[Dataset entries]

■ ■ ■

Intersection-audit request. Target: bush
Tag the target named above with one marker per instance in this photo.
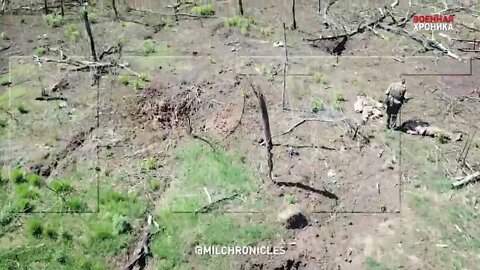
(317, 105)
(34, 179)
(154, 184)
(204, 10)
(24, 205)
(25, 191)
(16, 175)
(40, 51)
(141, 82)
(148, 164)
(35, 227)
(319, 78)
(53, 20)
(123, 79)
(61, 186)
(148, 47)
(75, 204)
(51, 232)
(22, 109)
(121, 225)
(72, 33)
(240, 22)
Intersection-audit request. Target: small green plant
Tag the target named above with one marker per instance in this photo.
(141, 82)
(76, 204)
(338, 100)
(72, 33)
(148, 47)
(40, 51)
(22, 109)
(35, 227)
(290, 199)
(121, 225)
(441, 138)
(266, 31)
(24, 205)
(317, 105)
(16, 176)
(148, 164)
(51, 232)
(3, 123)
(27, 192)
(241, 23)
(203, 10)
(34, 179)
(154, 184)
(123, 79)
(263, 69)
(61, 186)
(53, 20)
(319, 78)
(168, 21)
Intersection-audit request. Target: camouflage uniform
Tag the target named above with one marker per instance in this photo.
(395, 99)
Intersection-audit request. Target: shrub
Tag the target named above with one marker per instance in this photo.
(203, 10)
(72, 33)
(51, 232)
(168, 21)
(123, 79)
(319, 78)
(148, 47)
(75, 204)
(290, 198)
(24, 205)
(53, 20)
(16, 175)
(22, 109)
(34, 179)
(441, 138)
(141, 82)
(241, 23)
(317, 105)
(27, 192)
(3, 123)
(148, 164)
(121, 225)
(40, 51)
(61, 186)
(35, 227)
(154, 184)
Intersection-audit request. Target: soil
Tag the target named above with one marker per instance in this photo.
(349, 190)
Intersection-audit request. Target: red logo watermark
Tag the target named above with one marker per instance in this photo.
(433, 22)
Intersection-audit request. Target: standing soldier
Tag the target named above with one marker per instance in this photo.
(394, 101)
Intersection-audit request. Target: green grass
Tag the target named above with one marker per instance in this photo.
(242, 23)
(203, 10)
(40, 51)
(372, 264)
(290, 199)
(320, 78)
(53, 20)
(123, 79)
(148, 164)
(22, 108)
(72, 33)
(141, 82)
(73, 241)
(221, 174)
(317, 105)
(148, 47)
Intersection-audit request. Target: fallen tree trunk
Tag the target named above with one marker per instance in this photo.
(266, 127)
(468, 179)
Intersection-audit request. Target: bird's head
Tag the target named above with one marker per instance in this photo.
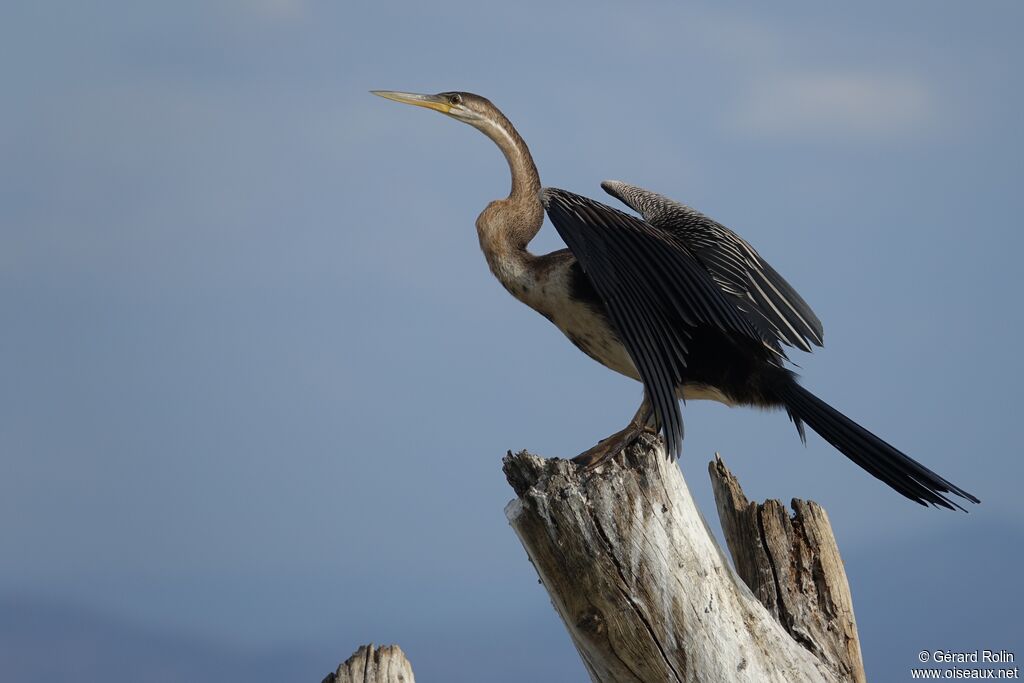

■ ■ ■

TASK GOAL
Select each line in the listing above that contains the string "request", treating uppercase and lowercase letters as distinct, and copy every such line.

TASK ANSWER
Intersection-audit request. Target: bush
Intersection-audit request. Target: small green plant
Intersection-audit request. Target: camouflage uniform
Intersection-audit request. Target: shrub
Intersection-audit request. Target: soil
Intersection-audit request. Target: red logo watermark
Intersection-audit request. Target: standing soldier
Intersection-audit request. Target: green grass
Intersection-audit request. Target: fallen tree trunk
Intersection-audit request. Target: bird's head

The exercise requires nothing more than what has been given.